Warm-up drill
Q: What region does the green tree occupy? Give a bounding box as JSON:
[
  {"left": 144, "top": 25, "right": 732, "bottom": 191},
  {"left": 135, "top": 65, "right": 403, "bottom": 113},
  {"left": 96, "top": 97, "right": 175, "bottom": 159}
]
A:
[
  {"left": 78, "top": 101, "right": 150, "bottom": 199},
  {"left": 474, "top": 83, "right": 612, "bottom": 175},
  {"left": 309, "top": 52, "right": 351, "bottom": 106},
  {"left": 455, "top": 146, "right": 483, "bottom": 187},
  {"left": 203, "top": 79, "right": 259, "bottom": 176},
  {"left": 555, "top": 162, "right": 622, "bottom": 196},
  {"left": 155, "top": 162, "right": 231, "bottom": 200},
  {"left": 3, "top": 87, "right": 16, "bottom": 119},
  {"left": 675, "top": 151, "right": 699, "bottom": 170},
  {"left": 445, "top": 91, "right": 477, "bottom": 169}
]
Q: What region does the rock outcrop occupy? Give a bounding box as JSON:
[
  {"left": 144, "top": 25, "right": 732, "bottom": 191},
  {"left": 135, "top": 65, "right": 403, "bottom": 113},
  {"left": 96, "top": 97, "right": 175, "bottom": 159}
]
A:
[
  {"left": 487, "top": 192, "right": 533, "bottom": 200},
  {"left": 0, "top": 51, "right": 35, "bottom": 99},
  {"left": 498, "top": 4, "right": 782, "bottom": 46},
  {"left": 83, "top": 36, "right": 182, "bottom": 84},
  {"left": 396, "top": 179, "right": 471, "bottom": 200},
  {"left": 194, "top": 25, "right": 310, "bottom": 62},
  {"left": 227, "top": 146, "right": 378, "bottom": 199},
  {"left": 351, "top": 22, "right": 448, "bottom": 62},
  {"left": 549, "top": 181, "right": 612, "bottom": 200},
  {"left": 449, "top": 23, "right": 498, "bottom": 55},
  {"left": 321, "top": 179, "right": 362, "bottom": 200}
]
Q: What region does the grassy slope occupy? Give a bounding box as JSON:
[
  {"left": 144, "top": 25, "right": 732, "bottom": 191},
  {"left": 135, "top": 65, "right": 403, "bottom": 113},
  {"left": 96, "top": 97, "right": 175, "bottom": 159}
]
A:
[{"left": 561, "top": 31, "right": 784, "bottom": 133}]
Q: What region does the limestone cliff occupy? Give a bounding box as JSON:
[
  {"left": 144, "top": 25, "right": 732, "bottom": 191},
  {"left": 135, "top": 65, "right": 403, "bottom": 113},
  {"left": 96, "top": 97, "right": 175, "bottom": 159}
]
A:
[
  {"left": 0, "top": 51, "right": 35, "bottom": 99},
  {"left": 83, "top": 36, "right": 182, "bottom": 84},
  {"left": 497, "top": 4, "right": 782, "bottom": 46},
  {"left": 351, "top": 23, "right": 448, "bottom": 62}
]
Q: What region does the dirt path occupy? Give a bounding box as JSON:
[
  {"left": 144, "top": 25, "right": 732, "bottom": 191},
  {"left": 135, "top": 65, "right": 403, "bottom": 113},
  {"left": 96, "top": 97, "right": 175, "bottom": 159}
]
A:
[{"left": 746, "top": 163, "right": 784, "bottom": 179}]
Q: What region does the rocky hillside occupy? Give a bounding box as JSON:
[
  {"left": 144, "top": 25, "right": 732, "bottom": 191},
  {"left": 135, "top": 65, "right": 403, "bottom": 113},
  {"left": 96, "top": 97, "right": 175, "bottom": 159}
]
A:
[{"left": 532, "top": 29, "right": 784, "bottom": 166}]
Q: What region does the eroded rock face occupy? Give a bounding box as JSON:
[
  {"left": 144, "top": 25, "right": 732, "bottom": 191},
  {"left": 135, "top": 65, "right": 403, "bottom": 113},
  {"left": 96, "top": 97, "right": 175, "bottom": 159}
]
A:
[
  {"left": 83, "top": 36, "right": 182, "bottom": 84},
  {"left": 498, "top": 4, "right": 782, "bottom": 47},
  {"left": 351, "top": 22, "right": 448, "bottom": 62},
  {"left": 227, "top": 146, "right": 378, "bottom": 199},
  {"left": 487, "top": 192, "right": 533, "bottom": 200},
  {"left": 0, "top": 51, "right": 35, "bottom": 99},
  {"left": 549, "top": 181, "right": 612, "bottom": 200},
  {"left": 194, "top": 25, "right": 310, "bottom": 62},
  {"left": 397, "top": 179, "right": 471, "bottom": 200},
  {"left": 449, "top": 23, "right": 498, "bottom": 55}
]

### [WHAT TO DO]
Reproduce every one of the rows above verbatim, preserving each character, space, and line break.

### [FINISHED TASK]
Warm-up drill
Q: What region does the green tree occupy? Give a bounding box as JSON:
[
  {"left": 144, "top": 25, "right": 732, "bottom": 191},
  {"left": 135, "top": 65, "right": 403, "bottom": 113},
  {"left": 96, "top": 97, "right": 175, "bottom": 159}
]
A:
[
  {"left": 78, "top": 101, "right": 150, "bottom": 199},
  {"left": 474, "top": 83, "right": 612, "bottom": 175},
  {"left": 309, "top": 52, "right": 351, "bottom": 106},
  {"left": 455, "top": 146, "right": 483, "bottom": 187},
  {"left": 203, "top": 79, "right": 259, "bottom": 176},
  {"left": 555, "top": 162, "right": 622, "bottom": 196},
  {"left": 155, "top": 162, "right": 231, "bottom": 200},
  {"left": 3, "top": 87, "right": 16, "bottom": 119},
  {"left": 675, "top": 151, "right": 699, "bottom": 170},
  {"left": 445, "top": 91, "right": 477, "bottom": 169}
]
Q: What region does the rock outcrop occupy? Give a bounding box as JSON:
[
  {"left": 144, "top": 25, "right": 732, "bottom": 191},
  {"left": 135, "top": 65, "right": 403, "bottom": 113},
  {"left": 96, "top": 97, "right": 175, "bottom": 159}
]
A:
[
  {"left": 487, "top": 192, "right": 533, "bottom": 200},
  {"left": 0, "top": 51, "right": 35, "bottom": 99},
  {"left": 498, "top": 4, "right": 782, "bottom": 46},
  {"left": 83, "top": 36, "right": 182, "bottom": 84},
  {"left": 396, "top": 179, "right": 471, "bottom": 200},
  {"left": 194, "top": 25, "right": 310, "bottom": 62},
  {"left": 227, "top": 146, "right": 378, "bottom": 199},
  {"left": 351, "top": 22, "right": 448, "bottom": 62},
  {"left": 549, "top": 181, "right": 612, "bottom": 200},
  {"left": 449, "top": 23, "right": 498, "bottom": 55},
  {"left": 321, "top": 179, "right": 362, "bottom": 200}
]
Q: What region does the grassy slope occupy? Give a bounding box as JSON:
[
  {"left": 144, "top": 25, "right": 732, "bottom": 191},
  {"left": 135, "top": 65, "right": 403, "bottom": 113},
  {"left": 96, "top": 97, "right": 175, "bottom": 159}
]
A:
[{"left": 561, "top": 31, "right": 784, "bottom": 133}]
Q: What region does the limestone cliff occupy? Give a bounding box as JSON:
[
  {"left": 144, "top": 25, "right": 732, "bottom": 191},
  {"left": 135, "top": 65, "right": 403, "bottom": 113},
  {"left": 96, "top": 97, "right": 175, "bottom": 159}
]
A:
[
  {"left": 0, "top": 51, "right": 35, "bottom": 99},
  {"left": 83, "top": 36, "right": 182, "bottom": 84},
  {"left": 497, "top": 4, "right": 782, "bottom": 46},
  {"left": 351, "top": 23, "right": 448, "bottom": 62}
]
Q: What region does the dirt path occupy? Give a bounding box as JSON:
[
  {"left": 144, "top": 25, "right": 732, "bottom": 191},
  {"left": 135, "top": 65, "right": 403, "bottom": 113},
  {"left": 96, "top": 97, "right": 175, "bottom": 159}
]
A:
[{"left": 746, "top": 163, "right": 784, "bottom": 179}]
Q: What region does the rocky hillside occupy? Give a bounding box as JSON:
[
  {"left": 144, "top": 25, "right": 732, "bottom": 191},
  {"left": 135, "top": 65, "right": 403, "bottom": 113},
  {"left": 96, "top": 97, "right": 175, "bottom": 159}
]
A:
[{"left": 532, "top": 29, "right": 784, "bottom": 166}]
Q: What region does the eroded rock face occupy? Give a bounding box as JSON:
[
  {"left": 144, "top": 25, "right": 732, "bottom": 191},
  {"left": 135, "top": 65, "right": 403, "bottom": 113},
  {"left": 96, "top": 97, "right": 175, "bottom": 159}
]
A:
[
  {"left": 83, "top": 36, "right": 182, "bottom": 84},
  {"left": 498, "top": 4, "right": 782, "bottom": 47},
  {"left": 351, "top": 22, "right": 448, "bottom": 62},
  {"left": 227, "top": 146, "right": 378, "bottom": 199},
  {"left": 487, "top": 192, "right": 533, "bottom": 200},
  {"left": 0, "top": 51, "right": 35, "bottom": 99},
  {"left": 549, "top": 181, "right": 612, "bottom": 200},
  {"left": 194, "top": 25, "right": 310, "bottom": 62},
  {"left": 397, "top": 179, "right": 471, "bottom": 200},
  {"left": 449, "top": 23, "right": 498, "bottom": 55}
]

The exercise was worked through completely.